▼▼▼

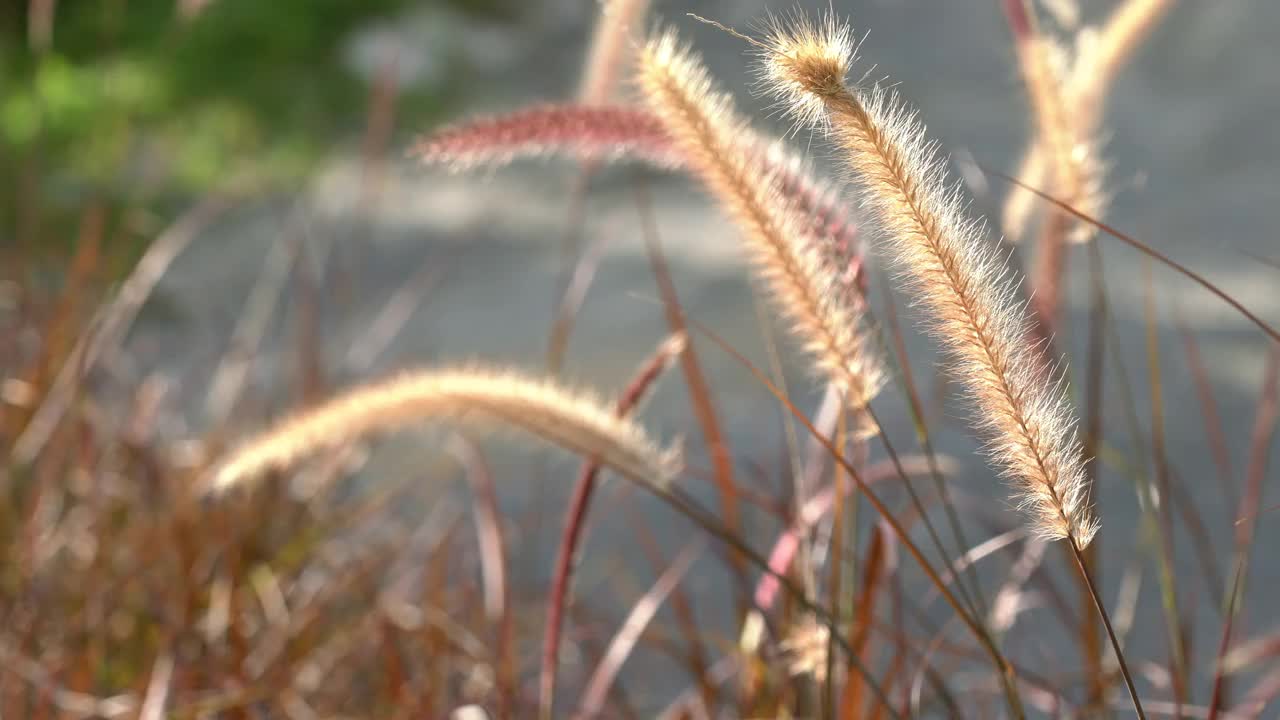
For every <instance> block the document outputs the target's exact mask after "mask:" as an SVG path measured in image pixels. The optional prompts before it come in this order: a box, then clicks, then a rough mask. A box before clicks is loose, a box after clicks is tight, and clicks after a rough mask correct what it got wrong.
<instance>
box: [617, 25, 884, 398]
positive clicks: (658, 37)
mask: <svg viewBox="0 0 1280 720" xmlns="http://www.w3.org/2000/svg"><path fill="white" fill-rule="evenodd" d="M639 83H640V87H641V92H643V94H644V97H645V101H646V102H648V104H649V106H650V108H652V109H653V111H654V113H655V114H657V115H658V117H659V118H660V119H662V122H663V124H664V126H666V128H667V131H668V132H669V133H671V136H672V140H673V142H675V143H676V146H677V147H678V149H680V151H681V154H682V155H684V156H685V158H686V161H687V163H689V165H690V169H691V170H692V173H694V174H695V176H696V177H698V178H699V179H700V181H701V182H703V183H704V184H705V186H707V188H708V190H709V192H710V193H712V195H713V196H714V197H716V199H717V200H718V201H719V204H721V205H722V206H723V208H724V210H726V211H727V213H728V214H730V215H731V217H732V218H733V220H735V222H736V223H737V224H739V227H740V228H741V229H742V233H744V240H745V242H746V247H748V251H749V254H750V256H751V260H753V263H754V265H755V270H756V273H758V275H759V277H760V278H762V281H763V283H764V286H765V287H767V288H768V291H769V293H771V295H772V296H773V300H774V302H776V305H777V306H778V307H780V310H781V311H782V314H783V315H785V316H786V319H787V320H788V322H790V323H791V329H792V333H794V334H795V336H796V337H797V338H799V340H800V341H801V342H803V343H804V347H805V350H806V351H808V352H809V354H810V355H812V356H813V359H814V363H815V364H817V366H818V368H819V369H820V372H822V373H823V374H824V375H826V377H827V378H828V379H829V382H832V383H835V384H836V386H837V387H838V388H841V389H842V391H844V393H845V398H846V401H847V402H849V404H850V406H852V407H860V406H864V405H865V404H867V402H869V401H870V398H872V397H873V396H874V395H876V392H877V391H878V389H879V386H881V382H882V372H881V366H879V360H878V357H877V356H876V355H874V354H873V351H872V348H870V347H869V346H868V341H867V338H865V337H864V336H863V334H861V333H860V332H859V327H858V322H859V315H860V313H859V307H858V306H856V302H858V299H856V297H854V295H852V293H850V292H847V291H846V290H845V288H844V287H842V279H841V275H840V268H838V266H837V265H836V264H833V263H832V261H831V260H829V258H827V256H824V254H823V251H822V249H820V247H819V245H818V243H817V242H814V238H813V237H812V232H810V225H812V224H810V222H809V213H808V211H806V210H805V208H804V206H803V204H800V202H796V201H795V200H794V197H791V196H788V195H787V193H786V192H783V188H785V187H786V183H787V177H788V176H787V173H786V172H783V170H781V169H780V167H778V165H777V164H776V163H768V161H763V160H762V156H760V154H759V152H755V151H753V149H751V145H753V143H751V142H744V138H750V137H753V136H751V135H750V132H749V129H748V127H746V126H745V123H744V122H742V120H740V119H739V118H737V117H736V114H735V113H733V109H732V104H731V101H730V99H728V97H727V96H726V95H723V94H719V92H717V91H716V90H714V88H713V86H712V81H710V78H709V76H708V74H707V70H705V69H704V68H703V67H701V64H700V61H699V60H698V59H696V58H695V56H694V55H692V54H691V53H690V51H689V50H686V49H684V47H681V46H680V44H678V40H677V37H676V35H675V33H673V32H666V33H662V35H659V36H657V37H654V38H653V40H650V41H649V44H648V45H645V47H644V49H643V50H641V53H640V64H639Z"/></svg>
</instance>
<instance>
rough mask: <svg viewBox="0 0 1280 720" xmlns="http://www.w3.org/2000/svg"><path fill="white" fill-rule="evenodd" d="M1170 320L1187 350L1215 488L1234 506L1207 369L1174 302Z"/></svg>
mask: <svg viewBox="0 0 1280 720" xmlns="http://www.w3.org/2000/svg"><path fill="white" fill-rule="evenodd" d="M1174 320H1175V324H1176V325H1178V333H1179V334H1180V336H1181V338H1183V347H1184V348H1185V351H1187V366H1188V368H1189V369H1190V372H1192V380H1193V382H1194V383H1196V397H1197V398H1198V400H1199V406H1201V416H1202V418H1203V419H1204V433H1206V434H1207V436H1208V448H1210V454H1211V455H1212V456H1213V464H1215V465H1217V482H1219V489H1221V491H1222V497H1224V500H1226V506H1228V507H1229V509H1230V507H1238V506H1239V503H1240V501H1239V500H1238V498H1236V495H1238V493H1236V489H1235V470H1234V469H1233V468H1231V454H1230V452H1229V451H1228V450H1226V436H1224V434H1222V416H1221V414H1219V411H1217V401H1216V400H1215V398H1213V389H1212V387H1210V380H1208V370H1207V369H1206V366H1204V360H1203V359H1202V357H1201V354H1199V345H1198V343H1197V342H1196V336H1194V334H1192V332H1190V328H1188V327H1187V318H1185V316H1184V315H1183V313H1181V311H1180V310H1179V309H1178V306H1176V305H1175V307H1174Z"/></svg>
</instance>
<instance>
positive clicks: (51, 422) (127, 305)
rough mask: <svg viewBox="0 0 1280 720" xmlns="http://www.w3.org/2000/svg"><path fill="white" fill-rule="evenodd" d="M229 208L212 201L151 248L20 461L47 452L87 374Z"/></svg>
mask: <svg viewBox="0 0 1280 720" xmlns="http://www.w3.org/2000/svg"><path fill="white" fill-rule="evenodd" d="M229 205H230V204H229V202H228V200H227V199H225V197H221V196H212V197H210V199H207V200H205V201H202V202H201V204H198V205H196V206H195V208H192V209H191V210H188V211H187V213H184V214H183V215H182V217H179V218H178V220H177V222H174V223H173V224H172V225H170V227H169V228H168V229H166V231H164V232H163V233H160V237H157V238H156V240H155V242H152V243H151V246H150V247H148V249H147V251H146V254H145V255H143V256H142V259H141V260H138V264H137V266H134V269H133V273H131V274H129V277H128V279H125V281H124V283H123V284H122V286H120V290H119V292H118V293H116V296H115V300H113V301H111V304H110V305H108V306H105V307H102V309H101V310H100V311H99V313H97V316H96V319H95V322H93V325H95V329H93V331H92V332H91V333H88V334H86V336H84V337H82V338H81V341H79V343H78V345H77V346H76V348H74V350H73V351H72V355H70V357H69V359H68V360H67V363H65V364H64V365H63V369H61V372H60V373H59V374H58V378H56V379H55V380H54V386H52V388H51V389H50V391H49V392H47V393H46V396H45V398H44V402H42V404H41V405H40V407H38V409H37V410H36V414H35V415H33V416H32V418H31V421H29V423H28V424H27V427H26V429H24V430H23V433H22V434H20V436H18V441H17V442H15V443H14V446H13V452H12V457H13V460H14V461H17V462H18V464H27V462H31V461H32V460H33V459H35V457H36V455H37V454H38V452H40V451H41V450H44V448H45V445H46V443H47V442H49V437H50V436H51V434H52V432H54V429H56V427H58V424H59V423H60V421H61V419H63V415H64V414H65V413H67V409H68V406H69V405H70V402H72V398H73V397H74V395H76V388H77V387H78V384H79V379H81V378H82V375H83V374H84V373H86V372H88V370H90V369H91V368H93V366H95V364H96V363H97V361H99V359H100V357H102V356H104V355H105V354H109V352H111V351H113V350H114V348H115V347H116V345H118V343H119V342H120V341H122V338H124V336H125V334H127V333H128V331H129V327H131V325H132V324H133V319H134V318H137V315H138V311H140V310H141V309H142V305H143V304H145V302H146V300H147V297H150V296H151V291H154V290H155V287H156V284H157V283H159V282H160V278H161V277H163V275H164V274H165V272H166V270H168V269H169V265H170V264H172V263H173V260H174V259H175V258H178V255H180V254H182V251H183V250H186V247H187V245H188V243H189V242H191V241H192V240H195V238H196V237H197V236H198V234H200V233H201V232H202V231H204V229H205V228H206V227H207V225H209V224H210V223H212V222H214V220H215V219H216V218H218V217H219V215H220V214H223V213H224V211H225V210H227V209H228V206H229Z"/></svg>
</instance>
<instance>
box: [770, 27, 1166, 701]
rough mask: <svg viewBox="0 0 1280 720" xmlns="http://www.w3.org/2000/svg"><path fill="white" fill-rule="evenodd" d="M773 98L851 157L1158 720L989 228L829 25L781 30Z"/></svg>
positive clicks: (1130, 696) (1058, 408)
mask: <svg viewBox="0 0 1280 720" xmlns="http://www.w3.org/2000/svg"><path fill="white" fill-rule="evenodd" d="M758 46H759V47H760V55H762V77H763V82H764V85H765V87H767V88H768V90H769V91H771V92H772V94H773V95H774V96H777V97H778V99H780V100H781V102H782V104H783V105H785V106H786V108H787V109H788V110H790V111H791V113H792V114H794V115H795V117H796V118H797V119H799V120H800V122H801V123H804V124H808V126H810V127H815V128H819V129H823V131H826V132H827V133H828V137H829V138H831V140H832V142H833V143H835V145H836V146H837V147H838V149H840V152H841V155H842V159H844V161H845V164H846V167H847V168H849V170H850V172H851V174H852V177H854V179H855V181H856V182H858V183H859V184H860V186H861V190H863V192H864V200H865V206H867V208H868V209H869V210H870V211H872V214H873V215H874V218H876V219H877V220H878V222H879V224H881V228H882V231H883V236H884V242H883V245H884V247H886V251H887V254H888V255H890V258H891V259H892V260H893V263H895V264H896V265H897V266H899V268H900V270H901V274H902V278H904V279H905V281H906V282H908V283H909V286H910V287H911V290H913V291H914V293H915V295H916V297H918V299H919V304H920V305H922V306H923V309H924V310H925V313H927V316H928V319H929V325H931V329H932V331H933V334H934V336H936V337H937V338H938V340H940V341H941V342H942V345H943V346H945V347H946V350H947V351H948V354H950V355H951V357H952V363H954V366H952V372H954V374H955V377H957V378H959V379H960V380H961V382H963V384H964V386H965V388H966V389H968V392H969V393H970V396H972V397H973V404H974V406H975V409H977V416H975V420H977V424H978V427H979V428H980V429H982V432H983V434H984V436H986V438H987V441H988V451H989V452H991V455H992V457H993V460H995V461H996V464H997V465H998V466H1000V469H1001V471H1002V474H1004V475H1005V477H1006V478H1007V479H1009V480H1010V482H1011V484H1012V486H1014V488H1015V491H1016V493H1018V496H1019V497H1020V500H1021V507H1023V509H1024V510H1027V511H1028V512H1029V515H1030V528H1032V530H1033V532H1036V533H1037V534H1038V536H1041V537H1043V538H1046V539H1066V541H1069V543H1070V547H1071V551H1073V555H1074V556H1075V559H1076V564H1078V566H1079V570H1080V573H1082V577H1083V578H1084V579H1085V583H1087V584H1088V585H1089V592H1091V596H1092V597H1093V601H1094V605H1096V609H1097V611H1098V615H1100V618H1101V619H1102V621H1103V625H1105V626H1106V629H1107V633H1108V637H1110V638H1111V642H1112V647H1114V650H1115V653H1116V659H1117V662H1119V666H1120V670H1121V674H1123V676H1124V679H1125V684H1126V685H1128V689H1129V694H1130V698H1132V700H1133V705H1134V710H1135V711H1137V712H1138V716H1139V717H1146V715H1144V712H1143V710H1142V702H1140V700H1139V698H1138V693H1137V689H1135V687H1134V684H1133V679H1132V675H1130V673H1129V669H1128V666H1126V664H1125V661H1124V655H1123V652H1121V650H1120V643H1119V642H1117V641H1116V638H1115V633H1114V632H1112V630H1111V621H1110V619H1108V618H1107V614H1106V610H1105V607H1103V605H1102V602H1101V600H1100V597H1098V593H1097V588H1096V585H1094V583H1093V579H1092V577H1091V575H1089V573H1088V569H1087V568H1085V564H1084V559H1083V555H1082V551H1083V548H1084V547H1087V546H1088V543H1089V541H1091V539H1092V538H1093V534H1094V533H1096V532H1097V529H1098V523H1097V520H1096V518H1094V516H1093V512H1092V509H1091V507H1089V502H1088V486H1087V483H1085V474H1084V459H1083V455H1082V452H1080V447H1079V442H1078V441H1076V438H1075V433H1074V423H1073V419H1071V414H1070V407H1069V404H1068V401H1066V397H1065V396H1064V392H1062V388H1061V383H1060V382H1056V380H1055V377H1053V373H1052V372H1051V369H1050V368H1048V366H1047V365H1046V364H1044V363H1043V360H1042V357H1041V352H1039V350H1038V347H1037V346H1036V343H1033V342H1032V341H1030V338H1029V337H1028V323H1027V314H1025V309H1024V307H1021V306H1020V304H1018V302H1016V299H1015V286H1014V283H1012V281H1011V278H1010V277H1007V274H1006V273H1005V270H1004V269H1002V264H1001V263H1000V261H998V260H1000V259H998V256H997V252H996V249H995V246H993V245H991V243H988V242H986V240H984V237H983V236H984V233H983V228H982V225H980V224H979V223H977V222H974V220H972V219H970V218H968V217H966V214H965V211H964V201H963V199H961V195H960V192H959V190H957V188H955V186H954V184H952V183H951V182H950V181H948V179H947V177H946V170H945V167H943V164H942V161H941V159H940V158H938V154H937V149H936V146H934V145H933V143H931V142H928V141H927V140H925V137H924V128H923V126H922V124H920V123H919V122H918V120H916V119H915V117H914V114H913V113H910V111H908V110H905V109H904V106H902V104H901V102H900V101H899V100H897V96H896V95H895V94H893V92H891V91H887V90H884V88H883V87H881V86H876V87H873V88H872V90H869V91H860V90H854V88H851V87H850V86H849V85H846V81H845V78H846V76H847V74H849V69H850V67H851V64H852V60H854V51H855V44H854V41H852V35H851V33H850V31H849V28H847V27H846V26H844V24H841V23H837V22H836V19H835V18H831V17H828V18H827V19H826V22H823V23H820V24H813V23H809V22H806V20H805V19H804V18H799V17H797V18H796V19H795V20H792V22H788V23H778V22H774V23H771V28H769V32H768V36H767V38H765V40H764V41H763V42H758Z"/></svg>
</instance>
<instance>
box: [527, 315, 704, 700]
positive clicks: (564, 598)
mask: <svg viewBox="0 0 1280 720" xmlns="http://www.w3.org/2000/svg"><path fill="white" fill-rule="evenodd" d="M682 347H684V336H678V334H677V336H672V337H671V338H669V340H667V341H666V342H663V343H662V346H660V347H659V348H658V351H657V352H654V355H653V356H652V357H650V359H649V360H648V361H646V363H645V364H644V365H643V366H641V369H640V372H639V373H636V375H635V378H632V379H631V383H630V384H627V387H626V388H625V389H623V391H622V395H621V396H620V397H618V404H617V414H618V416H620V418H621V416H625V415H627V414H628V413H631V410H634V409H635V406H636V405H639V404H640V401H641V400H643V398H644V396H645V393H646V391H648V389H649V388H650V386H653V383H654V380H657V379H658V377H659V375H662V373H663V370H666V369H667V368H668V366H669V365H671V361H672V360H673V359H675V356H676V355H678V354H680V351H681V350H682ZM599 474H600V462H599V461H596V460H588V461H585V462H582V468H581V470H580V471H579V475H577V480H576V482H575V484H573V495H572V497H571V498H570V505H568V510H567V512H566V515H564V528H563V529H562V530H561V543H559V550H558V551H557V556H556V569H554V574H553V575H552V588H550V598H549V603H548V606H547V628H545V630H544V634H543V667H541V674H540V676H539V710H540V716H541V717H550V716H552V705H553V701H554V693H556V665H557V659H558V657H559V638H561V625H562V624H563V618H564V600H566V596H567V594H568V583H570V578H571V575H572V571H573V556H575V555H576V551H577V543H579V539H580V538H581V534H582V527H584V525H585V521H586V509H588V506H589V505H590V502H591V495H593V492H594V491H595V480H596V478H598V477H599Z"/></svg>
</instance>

▲▲▲
▼▼▼

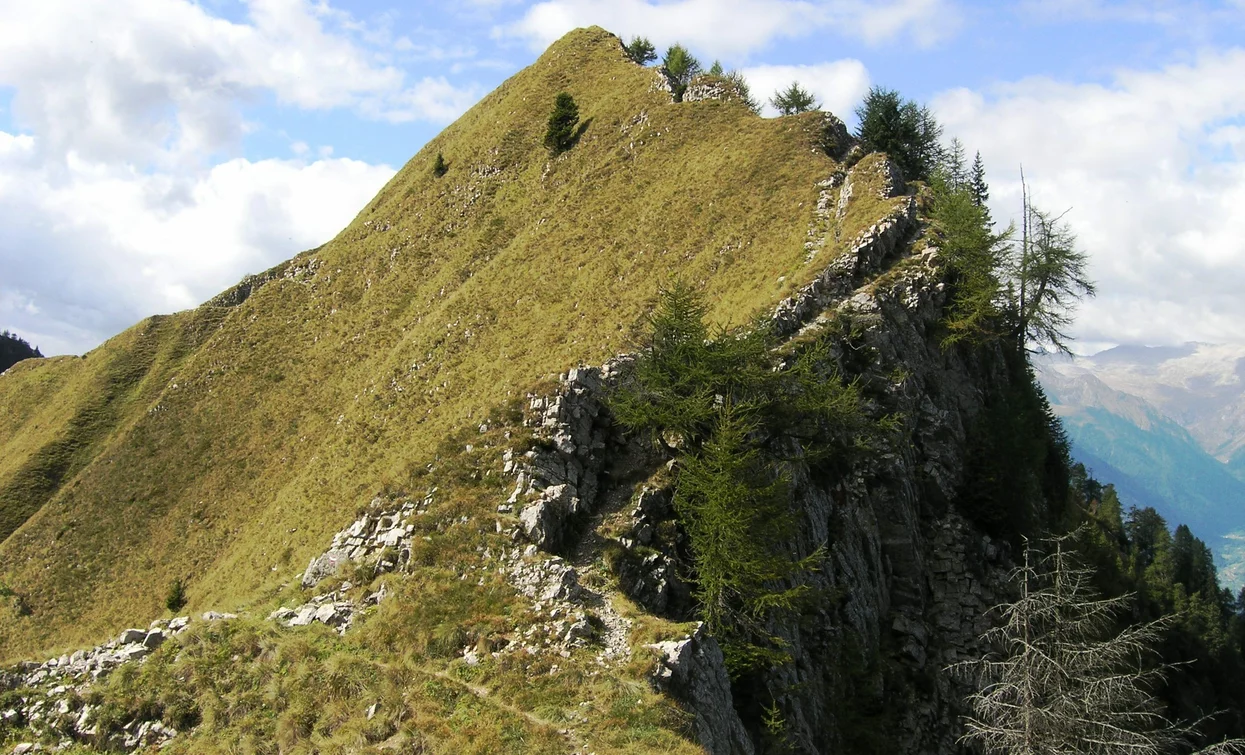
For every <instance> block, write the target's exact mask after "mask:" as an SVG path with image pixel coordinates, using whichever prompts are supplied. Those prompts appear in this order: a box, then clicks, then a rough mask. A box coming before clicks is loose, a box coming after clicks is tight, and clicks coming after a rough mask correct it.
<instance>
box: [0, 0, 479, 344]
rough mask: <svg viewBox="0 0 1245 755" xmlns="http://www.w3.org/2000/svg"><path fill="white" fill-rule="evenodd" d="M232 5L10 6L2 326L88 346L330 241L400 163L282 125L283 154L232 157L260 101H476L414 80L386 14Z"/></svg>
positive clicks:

▲▲▲

→ **ACTIVITY**
Reproduce verbatim the lines of the records beginning with the one containing "For every <instance> block the" and ending with the one containing "positive clicks: (658, 37)", including both of those lines.

→ **EXERCISE OUTPUT**
For every <instance> block the document outputs the target's exact mask after "mask:" as an SVG path measured in image pixels. The optional prompts before it come in this order: a box, then clicks, then a rough mask. A box before clicks is loose, a box after clicks is tight, and clicks after a rough mask correct what it got wrong.
<instance>
box: [617, 25, 884, 398]
positive clicks: (658, 37)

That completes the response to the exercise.